Work to do: Return unchanged the part of the entries that opens with their first line and closes with the line containing "point(407, 288)".

A block of data:

○ ○ ○

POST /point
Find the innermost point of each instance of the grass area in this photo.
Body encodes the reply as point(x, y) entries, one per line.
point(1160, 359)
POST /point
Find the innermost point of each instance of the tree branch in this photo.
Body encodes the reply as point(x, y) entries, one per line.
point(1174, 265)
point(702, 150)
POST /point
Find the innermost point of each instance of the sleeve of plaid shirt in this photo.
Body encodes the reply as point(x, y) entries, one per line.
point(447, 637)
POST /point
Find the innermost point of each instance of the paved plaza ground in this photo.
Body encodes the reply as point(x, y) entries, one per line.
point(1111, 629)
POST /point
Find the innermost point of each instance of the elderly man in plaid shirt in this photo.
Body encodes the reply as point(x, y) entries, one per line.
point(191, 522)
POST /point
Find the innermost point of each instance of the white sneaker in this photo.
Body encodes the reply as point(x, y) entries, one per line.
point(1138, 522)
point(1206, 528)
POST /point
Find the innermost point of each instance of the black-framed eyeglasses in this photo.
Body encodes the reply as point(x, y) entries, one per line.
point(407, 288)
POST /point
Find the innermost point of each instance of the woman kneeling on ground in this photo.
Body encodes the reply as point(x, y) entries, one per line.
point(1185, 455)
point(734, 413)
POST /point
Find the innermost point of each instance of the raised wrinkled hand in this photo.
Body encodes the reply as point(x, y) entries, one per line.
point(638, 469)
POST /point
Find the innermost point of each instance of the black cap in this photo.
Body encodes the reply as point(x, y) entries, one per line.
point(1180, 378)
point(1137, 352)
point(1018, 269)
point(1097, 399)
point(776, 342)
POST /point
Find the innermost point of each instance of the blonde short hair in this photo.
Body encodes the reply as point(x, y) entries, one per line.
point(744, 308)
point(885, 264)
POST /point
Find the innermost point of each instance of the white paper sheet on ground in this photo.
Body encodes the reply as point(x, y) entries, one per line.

○ ○ ○

Completed task:
POST /point
Find the innermost point of each instance of the grass area in this photo.
Body encodes the reply as point(x, y) entries, one per line.
point(1160, 359)
POST /point
Find the innermost point of each instance of the tree branch in this photo.
Body encodes the reply as point(x, y) entries, one per line.
point(1174, 265)
point(702, 150)
POST /point
Find the innermost point of each instance of the sleeve of plaid shirt in this photo.
Body encodes the reply as point(x, y) entries, one per line.
point(447, 637)
POST /point
Find the innermost point of each instance of the paved plaza ground in this photo.
Body encodes the reply as point(x, y) entries, one per line.
point(1111, 629)
POST /point
Find the innermost point of each instance of the elderly man in plaid shirt in this photo.
Body encodes the reply as point(x, y) entries, one per line.
point(191, 522)
POST /point
Find the innermost point of each instance of the white sneaker in this photo.
Body encodes the reply as point(x, y) entries, one per line.
point(1138, 522)
point(1206, 528)
POST /point
Find the innermost point of each instance of the black-framed eyeglasses in this photo.
Body encodes the reply as point(x, y) entries, one per line.
point(407, 288)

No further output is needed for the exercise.